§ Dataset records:
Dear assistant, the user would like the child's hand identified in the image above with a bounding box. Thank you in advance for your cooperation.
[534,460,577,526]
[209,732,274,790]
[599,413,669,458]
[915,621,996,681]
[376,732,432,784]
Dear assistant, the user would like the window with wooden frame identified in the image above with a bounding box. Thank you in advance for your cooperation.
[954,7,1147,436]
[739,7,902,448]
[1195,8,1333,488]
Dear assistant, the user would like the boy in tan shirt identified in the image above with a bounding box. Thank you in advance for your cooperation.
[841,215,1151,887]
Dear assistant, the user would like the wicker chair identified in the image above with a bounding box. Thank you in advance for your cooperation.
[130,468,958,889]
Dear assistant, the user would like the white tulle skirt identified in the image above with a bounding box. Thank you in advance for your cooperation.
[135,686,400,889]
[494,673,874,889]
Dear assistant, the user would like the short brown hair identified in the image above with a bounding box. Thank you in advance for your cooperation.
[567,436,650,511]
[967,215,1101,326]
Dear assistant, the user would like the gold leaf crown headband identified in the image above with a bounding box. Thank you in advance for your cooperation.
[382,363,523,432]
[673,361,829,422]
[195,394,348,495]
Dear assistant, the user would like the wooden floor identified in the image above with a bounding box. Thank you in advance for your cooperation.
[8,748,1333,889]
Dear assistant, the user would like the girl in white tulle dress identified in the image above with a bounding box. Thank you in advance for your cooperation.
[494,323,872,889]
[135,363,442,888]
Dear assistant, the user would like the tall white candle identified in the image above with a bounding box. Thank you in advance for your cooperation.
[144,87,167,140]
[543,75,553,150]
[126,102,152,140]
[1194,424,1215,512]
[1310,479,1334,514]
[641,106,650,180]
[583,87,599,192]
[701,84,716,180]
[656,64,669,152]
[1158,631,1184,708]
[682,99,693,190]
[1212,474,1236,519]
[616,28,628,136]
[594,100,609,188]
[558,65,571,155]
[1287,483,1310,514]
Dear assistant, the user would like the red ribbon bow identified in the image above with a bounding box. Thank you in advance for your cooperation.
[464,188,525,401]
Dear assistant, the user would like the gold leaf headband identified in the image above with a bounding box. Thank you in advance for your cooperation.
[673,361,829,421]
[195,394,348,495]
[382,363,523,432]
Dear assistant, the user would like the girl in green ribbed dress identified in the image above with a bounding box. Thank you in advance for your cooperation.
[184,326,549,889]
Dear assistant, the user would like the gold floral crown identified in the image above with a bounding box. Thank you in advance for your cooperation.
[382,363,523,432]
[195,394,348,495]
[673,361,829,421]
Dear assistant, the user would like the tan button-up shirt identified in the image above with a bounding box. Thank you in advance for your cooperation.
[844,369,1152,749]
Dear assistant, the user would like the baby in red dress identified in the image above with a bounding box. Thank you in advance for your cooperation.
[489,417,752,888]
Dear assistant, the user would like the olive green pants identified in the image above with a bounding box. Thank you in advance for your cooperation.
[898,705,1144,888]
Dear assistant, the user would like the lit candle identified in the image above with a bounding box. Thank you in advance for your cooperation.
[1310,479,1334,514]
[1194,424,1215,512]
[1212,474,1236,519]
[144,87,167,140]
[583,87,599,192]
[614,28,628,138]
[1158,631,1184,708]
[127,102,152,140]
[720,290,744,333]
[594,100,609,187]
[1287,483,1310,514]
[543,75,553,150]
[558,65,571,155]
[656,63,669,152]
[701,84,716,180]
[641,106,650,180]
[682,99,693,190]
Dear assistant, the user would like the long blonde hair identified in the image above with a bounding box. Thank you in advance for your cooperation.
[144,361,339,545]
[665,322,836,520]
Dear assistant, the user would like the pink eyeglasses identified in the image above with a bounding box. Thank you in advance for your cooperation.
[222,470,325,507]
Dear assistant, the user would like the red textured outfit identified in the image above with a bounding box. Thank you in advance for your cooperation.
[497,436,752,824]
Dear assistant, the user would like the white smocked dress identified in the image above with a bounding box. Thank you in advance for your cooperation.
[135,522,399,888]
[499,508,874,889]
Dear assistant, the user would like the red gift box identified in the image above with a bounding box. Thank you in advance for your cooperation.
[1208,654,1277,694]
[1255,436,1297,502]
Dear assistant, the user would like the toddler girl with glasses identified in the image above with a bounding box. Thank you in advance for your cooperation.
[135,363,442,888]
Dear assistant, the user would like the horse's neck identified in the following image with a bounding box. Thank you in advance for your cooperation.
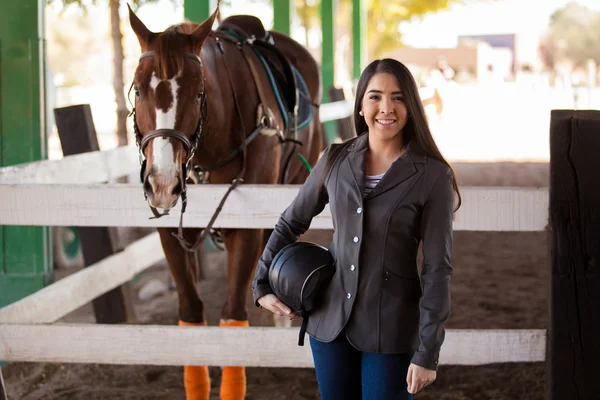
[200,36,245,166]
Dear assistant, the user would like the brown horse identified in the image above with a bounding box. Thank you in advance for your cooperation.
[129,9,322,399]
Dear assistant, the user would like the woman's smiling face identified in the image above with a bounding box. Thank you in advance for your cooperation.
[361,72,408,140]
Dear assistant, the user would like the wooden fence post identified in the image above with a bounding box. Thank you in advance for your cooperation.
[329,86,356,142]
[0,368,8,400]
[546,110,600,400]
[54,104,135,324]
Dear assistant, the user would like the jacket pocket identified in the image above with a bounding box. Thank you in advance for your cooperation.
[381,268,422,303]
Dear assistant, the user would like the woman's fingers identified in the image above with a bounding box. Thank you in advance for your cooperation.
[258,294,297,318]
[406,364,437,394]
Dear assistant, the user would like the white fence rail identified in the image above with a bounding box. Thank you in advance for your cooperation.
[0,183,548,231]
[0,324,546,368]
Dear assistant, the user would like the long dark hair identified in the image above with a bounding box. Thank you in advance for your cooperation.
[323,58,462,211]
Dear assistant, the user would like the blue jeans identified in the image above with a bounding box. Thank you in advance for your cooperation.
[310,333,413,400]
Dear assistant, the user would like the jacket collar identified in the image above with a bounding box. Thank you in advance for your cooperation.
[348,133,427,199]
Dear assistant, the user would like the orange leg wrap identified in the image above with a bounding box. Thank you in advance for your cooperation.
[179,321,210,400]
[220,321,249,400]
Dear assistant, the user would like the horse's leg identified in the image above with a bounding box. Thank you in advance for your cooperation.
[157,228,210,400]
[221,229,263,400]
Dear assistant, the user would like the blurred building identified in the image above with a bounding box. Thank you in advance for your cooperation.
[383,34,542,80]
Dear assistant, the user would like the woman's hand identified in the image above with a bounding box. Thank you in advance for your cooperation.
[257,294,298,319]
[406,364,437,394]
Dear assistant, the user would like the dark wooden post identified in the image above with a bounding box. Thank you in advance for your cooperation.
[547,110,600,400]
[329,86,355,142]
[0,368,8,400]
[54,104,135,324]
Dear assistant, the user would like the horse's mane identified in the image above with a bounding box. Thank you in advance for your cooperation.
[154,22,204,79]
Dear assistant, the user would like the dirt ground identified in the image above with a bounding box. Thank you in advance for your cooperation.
...
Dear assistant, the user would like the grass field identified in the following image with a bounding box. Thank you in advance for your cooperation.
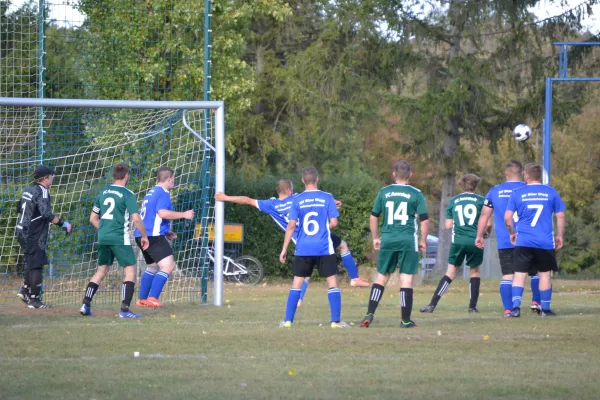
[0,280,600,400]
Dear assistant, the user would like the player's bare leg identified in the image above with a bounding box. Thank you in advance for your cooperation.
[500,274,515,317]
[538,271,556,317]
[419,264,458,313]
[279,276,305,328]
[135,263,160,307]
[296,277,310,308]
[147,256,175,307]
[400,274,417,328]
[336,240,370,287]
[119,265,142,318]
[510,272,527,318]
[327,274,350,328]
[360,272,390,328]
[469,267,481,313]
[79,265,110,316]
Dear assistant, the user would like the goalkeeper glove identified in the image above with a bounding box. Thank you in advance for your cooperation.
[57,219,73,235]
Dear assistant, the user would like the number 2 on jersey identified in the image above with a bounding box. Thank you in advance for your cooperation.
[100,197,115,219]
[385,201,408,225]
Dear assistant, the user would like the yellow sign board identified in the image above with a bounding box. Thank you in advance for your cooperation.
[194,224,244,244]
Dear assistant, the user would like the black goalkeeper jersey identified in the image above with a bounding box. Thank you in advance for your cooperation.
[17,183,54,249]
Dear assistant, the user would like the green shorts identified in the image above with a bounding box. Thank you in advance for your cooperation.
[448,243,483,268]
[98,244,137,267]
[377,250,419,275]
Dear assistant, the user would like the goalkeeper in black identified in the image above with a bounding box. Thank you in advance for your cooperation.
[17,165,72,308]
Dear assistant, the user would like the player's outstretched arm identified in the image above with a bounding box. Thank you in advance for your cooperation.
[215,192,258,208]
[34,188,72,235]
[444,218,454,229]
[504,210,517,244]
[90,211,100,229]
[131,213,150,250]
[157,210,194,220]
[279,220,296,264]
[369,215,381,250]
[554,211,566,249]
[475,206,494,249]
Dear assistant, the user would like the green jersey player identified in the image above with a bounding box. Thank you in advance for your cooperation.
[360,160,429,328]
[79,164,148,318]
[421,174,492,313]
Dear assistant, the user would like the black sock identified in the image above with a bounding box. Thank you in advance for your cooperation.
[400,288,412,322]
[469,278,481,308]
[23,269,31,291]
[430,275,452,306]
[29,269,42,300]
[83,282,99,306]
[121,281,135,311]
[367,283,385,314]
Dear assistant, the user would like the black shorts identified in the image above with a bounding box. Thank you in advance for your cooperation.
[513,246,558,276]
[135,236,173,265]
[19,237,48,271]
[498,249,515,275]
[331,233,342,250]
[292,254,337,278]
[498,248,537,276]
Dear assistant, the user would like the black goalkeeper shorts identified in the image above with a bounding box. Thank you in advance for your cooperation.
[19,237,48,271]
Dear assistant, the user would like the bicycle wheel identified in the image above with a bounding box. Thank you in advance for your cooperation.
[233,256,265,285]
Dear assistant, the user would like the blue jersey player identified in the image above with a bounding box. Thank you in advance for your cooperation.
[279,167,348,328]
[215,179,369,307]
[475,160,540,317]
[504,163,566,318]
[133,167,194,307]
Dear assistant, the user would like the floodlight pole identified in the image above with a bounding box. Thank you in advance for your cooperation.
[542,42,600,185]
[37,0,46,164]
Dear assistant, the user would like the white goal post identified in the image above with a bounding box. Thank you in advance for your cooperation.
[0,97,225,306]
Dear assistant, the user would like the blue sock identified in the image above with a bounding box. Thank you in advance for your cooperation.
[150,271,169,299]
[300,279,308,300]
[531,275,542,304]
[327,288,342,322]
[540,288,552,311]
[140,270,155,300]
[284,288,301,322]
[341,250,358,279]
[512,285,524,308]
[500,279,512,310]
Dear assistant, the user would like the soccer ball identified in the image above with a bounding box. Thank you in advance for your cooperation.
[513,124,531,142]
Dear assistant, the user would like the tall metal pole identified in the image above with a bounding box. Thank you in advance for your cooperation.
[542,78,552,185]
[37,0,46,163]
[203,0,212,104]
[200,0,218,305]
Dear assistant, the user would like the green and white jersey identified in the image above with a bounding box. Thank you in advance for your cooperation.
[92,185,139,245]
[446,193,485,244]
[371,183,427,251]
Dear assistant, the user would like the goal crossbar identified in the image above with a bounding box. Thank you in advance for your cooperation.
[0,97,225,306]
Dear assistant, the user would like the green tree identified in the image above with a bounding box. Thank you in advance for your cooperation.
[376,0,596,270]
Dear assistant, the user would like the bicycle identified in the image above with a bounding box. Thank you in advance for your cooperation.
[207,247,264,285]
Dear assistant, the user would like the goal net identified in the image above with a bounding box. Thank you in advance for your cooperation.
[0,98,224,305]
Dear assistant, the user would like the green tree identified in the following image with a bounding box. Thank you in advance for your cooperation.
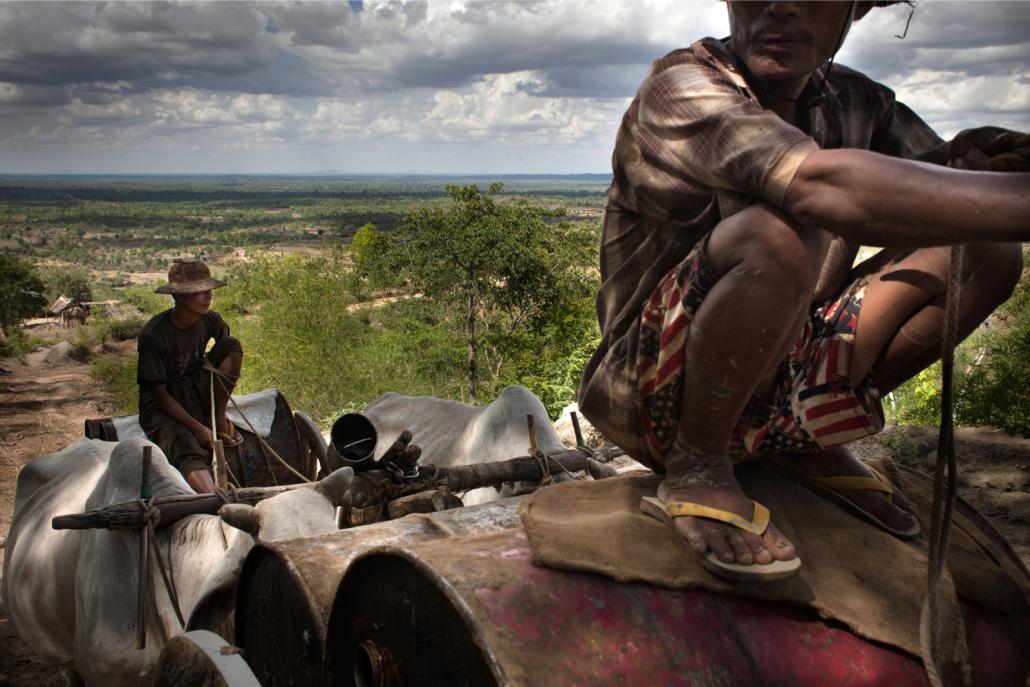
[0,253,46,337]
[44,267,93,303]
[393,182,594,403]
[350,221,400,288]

§ WHAT THIS TASK INVOLVES:
Rewrite the part of the data that opens with the line containing "Dear assistant, the user would like the blue jeans" and closes with the line containing "[348,133,427,199]" as a numbered list, leaving out any blank lines.

§ THE RESPONSE:
1. Dear assistant, the user would like the blue jeans identified in the image above with a bounding box. Thank you in advance for your cooperation.
2. [310,333,413,400]
3. Dear assistant, the user would like the jacket collar identified in the image above with a bounding box. Thank you in advance for your cooperation.
4. [348,133,427,199]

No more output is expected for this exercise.